Answer these questions from the nLTT wiki page below:
1. What method does the MCMC use to propagate the chain?
2. Which package is used to generate the tree under the birth-death model?
3. What mean is set for the exponential prior?

◆ EXTRACT
========================================
MCMC & ABC SMC examples - thijsjanzen/nLTT GitHub Wiki
Examples of MCMC and ABC-SMC fitting
The nLTT statistic is designed to replace the classic approach using a likelihood. In order to assess the performance of the nLTT statistic within an approximate Bayesian computation framework, we compare the performance with that a similar Bayesian approach using the likelihood: a Monte Carlo Markov Chain (MCMC) approach. The MCMC makes uses of Metropolis Hastings to propagate the chain.
Using the classical likelihood approach: MCMC
We first need a tree to fit on. For simplicity we will only fit the birth rate of the birth-death model, but in principle this approach can be extended to any model that can generate a phylogenetic tree, provided that the likelihood is known (e.g. a time dependent speciation model, or diversity dependent speciation model). We use the package TESS to generate a tree following the birth-death model, keeping death (extinction) at zero, and setting birth at 0.5.
set.seed(42)
tree1 <- TESS::tess.sim.taxa(n = 1, nTaxa = 100, max = 10, lambda = 0.5, mu = 0.0)[1](/thijsjanzen/nLTT/wiki/1)
Before specifying our likelihood function, we have to specify our prior, which we'll set at an exponential function with a mean of 0.1.
prior_dens <- function(val) {
return( dexp( val[1], rate = 10) )
}
We then specify our likelihood function, in order to perform the MCMC:
LL_B <- function(params, phy) {
lnl <- TESS::tess.likelihood(ape::branching.times(phy),
lambda = params[1], mu = 0.0,
samplingProbability = 1, log = TRUE)
prior1 <- log(prior_dens(params))
return(lnl + prior1)
========================================
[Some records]

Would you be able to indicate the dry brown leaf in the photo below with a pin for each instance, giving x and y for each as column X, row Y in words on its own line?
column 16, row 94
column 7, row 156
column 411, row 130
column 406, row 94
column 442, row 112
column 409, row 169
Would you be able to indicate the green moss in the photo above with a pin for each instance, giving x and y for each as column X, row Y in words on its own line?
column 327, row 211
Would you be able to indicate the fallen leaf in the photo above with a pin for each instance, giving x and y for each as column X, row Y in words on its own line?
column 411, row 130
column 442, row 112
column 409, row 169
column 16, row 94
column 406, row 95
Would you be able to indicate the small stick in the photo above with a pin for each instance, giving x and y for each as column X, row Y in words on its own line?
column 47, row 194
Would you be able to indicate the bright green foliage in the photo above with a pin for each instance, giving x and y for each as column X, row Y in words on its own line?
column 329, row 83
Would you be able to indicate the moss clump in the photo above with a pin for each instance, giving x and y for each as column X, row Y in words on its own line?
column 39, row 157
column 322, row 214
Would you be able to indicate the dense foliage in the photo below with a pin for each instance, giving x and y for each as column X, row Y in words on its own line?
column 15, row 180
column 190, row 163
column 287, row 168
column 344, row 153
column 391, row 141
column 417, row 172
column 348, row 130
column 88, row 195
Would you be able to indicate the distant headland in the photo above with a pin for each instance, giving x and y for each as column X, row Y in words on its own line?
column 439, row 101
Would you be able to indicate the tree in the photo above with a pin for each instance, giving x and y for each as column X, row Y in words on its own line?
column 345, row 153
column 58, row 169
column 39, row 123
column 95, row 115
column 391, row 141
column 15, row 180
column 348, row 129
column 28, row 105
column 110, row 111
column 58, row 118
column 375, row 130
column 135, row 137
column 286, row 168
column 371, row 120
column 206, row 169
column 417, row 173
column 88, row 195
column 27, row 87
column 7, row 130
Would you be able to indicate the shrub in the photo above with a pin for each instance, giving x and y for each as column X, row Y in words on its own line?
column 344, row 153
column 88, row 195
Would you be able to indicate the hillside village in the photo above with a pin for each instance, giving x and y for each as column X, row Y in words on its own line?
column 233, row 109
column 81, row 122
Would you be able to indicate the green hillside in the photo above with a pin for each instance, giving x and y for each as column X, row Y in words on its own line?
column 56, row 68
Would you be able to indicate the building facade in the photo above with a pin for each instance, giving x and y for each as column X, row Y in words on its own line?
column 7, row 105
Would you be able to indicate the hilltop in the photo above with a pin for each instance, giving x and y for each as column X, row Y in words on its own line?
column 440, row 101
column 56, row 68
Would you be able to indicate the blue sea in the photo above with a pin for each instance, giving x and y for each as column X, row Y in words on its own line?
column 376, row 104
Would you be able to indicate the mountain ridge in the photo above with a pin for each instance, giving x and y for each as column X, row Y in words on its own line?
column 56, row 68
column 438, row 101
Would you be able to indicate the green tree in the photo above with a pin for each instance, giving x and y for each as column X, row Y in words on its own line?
========================================
◆ REPLY
1. Metropolis Hastings
2. TESS
3. 0.1